-- Task directions --
After locating the line that contains "Pick out every instance of the man in white", restate it and each later line word for word through the end of the records.

-- Extracted data --
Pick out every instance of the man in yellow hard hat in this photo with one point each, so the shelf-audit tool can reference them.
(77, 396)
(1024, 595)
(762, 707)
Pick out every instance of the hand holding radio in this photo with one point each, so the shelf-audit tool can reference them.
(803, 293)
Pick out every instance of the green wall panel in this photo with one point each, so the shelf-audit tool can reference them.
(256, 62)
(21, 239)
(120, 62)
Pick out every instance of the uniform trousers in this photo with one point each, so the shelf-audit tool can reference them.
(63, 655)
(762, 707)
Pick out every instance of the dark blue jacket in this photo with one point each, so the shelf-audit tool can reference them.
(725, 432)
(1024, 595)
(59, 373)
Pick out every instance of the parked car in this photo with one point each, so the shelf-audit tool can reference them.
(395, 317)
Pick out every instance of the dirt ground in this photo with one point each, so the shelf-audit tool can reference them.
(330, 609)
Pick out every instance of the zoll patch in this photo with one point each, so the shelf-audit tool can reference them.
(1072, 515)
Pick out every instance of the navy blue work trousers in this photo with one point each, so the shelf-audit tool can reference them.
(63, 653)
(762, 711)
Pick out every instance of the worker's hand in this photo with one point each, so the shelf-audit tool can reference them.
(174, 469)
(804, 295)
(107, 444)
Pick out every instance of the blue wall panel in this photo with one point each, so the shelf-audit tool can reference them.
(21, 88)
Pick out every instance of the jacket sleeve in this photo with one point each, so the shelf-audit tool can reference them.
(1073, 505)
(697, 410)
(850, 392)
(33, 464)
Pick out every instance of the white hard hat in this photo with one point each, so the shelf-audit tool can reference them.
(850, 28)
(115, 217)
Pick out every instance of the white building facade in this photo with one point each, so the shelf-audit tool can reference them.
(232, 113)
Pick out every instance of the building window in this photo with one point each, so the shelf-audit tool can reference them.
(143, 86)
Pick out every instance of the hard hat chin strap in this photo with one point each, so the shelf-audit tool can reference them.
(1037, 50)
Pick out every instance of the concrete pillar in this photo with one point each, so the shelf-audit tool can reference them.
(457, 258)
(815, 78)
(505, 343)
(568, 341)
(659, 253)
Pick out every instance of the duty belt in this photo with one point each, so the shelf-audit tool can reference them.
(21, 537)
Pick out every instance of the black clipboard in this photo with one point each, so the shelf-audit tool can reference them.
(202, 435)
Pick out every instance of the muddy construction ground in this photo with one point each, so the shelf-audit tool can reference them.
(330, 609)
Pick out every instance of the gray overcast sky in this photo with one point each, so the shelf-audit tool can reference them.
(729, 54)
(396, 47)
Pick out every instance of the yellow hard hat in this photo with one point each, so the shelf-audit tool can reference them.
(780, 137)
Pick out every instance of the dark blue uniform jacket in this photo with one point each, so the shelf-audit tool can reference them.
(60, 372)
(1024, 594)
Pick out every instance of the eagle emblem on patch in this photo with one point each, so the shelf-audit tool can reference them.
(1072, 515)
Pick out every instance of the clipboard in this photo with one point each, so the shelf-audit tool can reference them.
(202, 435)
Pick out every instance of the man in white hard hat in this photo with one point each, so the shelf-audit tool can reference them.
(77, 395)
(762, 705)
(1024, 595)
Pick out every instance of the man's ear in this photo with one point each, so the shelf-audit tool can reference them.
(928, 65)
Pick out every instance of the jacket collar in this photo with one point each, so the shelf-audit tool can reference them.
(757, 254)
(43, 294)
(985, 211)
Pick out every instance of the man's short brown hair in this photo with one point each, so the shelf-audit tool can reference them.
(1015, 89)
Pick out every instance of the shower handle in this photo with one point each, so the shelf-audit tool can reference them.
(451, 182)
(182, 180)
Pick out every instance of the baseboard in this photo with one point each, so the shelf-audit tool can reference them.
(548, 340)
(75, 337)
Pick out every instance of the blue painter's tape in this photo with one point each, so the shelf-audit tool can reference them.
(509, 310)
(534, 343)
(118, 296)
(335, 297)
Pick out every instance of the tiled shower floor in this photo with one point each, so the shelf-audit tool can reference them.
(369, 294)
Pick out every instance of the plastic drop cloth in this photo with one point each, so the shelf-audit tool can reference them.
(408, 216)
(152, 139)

-- The answer --
Pick out every instance of the man in white hard hat in this photo with one point each, so the shelf-audit tool can reference them.
(77, 395)
(762, 705)
(1024, 595)
Pick out every instance of the man's ear in this photo with one point each, so the shelf-audit tool can reference them.
(928, 65)
Pick out every instance of the jacket collar in this photo with one point each, so the shelf-audit tool can reference them.
(757, 254)
(43, 294)
(985, 211)
Pick out every instance of the man's short brown hair in this photo with one point each, so the shelf-audit tool can reference them.
(1015, 89)
Pick out every instance of the shower handle in this photo with one point each, so the shelf-audit tool can reference them.
(451, 182)
(182, 180)
Pick out every instance of the baseboard in this photo with one point each, so the shelf-audit tool can reference them.
(548, 340)
(75, 337)
Pick out every instance of the blue painter's tape in this photo with one point each, so the shelf-audit tool can reference them.
(509, 310)
(534, 343)
(118, 296)
(335, 297)
Pick out every instance of the tiled shower floor in this photo with one point each, so the shelf-audit tool can reference them.
(369, 294)
Pick out every instance of the plastic drop cloth in this photo with one point each, so the shelf-audit tool can reference them.
(408, 216)
(152, 139)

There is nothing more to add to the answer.